## What you should do
This task calls for every line of the material to be output verbatim.

Top of Raw data

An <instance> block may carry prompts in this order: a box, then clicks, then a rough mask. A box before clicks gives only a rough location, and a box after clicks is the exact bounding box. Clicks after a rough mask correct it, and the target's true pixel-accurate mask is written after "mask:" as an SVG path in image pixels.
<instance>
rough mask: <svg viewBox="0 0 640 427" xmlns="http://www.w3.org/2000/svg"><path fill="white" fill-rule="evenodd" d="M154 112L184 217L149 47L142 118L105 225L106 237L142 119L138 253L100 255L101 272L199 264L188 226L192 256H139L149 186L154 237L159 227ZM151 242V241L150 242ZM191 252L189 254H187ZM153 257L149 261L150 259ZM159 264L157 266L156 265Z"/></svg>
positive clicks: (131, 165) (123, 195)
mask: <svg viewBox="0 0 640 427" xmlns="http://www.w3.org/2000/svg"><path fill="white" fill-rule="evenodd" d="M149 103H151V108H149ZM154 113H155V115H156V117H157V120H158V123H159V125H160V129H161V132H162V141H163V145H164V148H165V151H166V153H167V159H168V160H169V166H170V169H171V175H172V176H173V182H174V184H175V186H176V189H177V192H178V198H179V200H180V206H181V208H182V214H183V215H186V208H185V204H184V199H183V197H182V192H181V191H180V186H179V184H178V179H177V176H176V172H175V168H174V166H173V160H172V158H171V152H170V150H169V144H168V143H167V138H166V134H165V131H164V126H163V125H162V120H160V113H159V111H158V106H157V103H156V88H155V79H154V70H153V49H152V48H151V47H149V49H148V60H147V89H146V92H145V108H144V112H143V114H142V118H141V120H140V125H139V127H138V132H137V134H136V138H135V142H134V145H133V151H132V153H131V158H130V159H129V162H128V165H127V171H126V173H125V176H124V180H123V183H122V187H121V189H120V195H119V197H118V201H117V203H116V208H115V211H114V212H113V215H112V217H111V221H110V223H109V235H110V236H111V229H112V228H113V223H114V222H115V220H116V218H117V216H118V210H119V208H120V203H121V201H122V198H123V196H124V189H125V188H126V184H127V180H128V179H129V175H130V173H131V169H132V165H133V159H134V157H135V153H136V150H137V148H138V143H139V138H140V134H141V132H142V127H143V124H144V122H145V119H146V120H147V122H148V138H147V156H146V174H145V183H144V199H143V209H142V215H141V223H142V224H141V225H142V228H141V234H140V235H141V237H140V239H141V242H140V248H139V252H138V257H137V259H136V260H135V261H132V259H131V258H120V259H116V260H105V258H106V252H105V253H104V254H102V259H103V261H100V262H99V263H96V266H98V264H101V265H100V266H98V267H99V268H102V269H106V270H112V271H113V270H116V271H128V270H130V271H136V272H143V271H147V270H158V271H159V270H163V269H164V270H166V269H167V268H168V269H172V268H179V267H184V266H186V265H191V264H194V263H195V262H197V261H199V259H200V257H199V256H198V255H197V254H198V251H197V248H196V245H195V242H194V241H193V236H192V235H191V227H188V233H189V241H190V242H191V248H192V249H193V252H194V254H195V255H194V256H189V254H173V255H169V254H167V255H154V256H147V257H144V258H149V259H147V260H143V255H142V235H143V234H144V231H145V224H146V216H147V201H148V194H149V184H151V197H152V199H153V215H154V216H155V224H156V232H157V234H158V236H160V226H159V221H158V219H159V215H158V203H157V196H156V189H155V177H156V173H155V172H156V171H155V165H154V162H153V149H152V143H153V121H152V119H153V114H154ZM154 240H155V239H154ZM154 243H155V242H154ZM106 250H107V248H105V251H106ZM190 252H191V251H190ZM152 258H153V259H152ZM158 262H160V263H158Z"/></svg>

Bottom of Raw data

## Written reply
An <instance> block may carry prompts in this order: a box, then clicks, then a rough mask. A box before clicks gives only a rough location, and a box after clicks is the exact bounding box. Clicks after a rough mask correct it, and the target's true pixel-accurate mask is written after "mask:" as an SVG path in image pixels.
<instance>
rough mask: <svg viewBox="0 0 640 427" xmlns="http://www.w3.org/2000/svg"><path fill="white" fill-rule="evenodd" d="M154 112L184 217L149 47L142 118L105 225L106 237L142 119L138 253L100 255L101 272L199 264L188 226L192 256H139L149 186L154 237L159 227ZM151 242V241L150 242ZM191 252L189 254H187ZM153 257L149 261L150 259ZM159 264L157 266L156 265Z"/></svg>
positive clicks: (131, 165) (123, 195)
mask: <svg viewBox="0 0 640 427" xmlns="http://www.w3.org/2000/svg"><path fill="white" fill-rule="evenodd" d="M149 103H151V108H149ZM154 113H155V115H156V117H157V120H158V123H159V125H160V129H161V132H162V141H163V145H164V148H165V151H166V153H167V159H168V160H169V166H170V169H171V175H172V176H173V182H174V184H175V186H176V189H177V192H178V198H179V200H180V206H181V208H182V214H183V215H186V208H185V204H184V199H183V197H182V192H181V191H180V186H179V184H178V179H177V176H176V172H175V168H174V166H173V160H172V158H171V152H170V150H169V144H168V143H167V138H166V134H165V131H164V126H163V125H162V120H160V113H159V111H158V106H157V103H156V88H155V79H154V70H153V49H152V48H151V47H149V49H148V60H147V89H146V92H145V108H144V112H143V114H142V118H141V120H140V125H139V127H138V132H137V134H136V138H135V142H134V145H133V151H132V153H131V158H130V159H129V162H128V165H127V171H126V173H125V176H124V180H123V183H122V187H121V189H120V195H119V197H118V201H117V203H116V208H115V211H114V212H113V215H112V217H111V221H110V223H109V235H110V236H111V229H112V228H113V223H114V222H115V220H116V218H117V216H118V210H119V208H120V203H121V201H122V198H123V196H124V189H125V188H126V184H127V180H128V179H129V175H130V173H131V169H132V165H133V159H134V157H135V153H136V150H137V148H138V143H139V138H140V134H141V132H142V127H143V124H144V122H145V119H146V120H147V122H148V138H147V156H146V174H145V183H144V199H143V209H142V215H141V223H142V224H141V225H142V228H141V234H140V235H141V237H140V239H141V242H140V248H139V252H138V257H137V259H136V260H135V261H132V259H131V258H120V259H116V260H105V258H106V252H105V253H104V254H102V259H103V261H100V262H99V263H96V266H98V264H101V265H100V266H98V267H99V268H102V269H106V270H112V271H113V270H116V271H128V270H130V271H136V272H143V271H147V270H158V271H159V270H163V269H164V270H166V269H167V268H168V269H172V268H179V267H184V266H186V265H191V264H194V263H195V262H197V261H199V259H200V257H199V256H198V255H197V254H198V251H197V248H196V245H195V242H194V241H193V236H192V235H191V227H188V233H189V241H190V242H191V248H192V249H193V252H194V254H195V255H194V256H189V254H173V255H169V254H167V255H154V256H147V257H144V258H149V259H147V260H143V255H142V235H143V234H144V231H145V224H146V216H147V201H148V194H149V184H151V197H152V199H153V215H154V216H155V224H156V232H157V234H158V236H160V226H159V221H158V219H159V215H158V203H157V196H156V189H155V177H156V173H155V172H156V171H155V165H154V162H153V149H152V143H153V121H152V119H153V114H154ZM154 240H155V239H154ZM154 243H155V242H154ZM106 250H107V248H105V251H106ZM190 252H191V251H190ZM152 258H153V259H152ZM158 262H160V263H158Z"/></svg>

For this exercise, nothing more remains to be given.